_WHAT IS NEEDED_: Search the records below for the word "like". Pull out each line that has it.

_STORED DATA_:
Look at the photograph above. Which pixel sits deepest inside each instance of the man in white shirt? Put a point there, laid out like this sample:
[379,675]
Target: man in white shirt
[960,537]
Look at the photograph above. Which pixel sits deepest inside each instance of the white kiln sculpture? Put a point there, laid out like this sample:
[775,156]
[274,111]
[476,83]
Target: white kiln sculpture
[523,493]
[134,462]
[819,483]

_EXERCISE OUTPUT_:
Look at the photograph above. Which pixel sits deepest inside each instance of the man in white shirt? Put a point there, laid out like this sample:
Look at the photograph above. Which pixel sits deepest inside each instance of the white kiln sculpture? Put a point there, laid out like this sample:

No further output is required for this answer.